= Tu tarea =
Traduce al inglés esta oración del texto sobre los clásicos literarios: "Aunque parezca paradójico, la noción de clásico no es permanente."

No hay, tampoco, que olvidar países y regiones sin
antigua tradición editorial que disponen de rica tradición oral: el África
subsahariana y buena parte de Hispanoamérica (con un patrimonio proteico que
ninguna compilación ha fijado y universalizado), Rusia (con las muy divulgadas colecciones
organizadas por Afanásiev) o el mundo arábigo-pérsico, que puede ufanarse de la
universalmente conocida e influyente Mil
y una noches.
Aunque parezca paradójico, la noción de clásico no
es permanente. Para empezar porque de la mucha riqueza que contiene siempre un
clásico, cada generación puede preferir facetas bien diferentes, resultando
interpretaciones a veces fuertemente contrastantes y hasta contradictorias. Por
otra parte, obras hoy completamente olvidadas fueron consideradas en su
momento, ineludibles; de la misma manera que algunas que veneramos ahora, se
eclipsarán de manera parcial o total en un futuro. Paralelamente, títulos que
en un país constituyen las columnas del templo, en otro no sirven ni para
nivelar el terreno. Y aquí y allá hay
obras que conservan un prestigio que responde más a la aporía que a la verdad.

= Contenido del conjunto =

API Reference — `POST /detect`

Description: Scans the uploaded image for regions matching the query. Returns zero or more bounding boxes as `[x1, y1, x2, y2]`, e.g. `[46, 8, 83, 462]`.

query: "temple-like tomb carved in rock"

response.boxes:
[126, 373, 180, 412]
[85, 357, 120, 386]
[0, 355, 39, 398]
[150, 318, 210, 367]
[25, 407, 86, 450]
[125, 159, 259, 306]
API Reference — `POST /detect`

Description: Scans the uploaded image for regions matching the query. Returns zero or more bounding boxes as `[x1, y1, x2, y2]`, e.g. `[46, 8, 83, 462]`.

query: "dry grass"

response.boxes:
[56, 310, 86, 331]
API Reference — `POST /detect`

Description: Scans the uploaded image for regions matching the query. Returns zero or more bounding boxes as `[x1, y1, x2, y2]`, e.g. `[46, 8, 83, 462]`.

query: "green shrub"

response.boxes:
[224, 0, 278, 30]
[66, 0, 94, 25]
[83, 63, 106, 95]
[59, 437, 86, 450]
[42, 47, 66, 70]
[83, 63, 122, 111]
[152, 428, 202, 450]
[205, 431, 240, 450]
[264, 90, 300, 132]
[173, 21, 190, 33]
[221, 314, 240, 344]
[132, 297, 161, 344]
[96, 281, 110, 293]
--
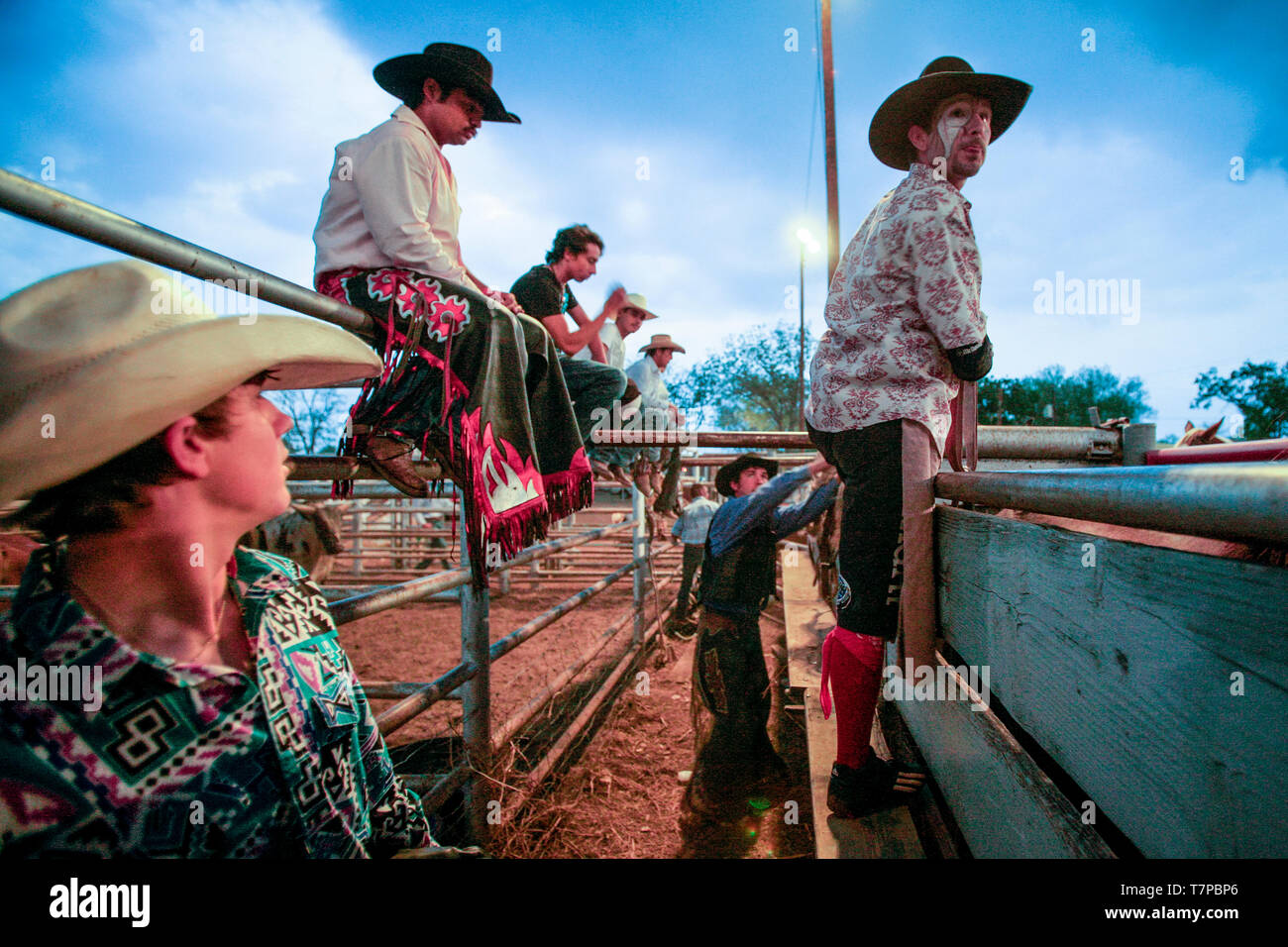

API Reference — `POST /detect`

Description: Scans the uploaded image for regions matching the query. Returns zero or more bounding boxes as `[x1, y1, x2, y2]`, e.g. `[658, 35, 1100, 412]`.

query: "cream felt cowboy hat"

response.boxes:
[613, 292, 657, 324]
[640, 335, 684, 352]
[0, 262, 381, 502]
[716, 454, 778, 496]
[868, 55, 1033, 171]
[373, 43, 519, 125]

= Resultado del ejercicio =
Although it may seem paradoxical, the notion of a classic is not permanent.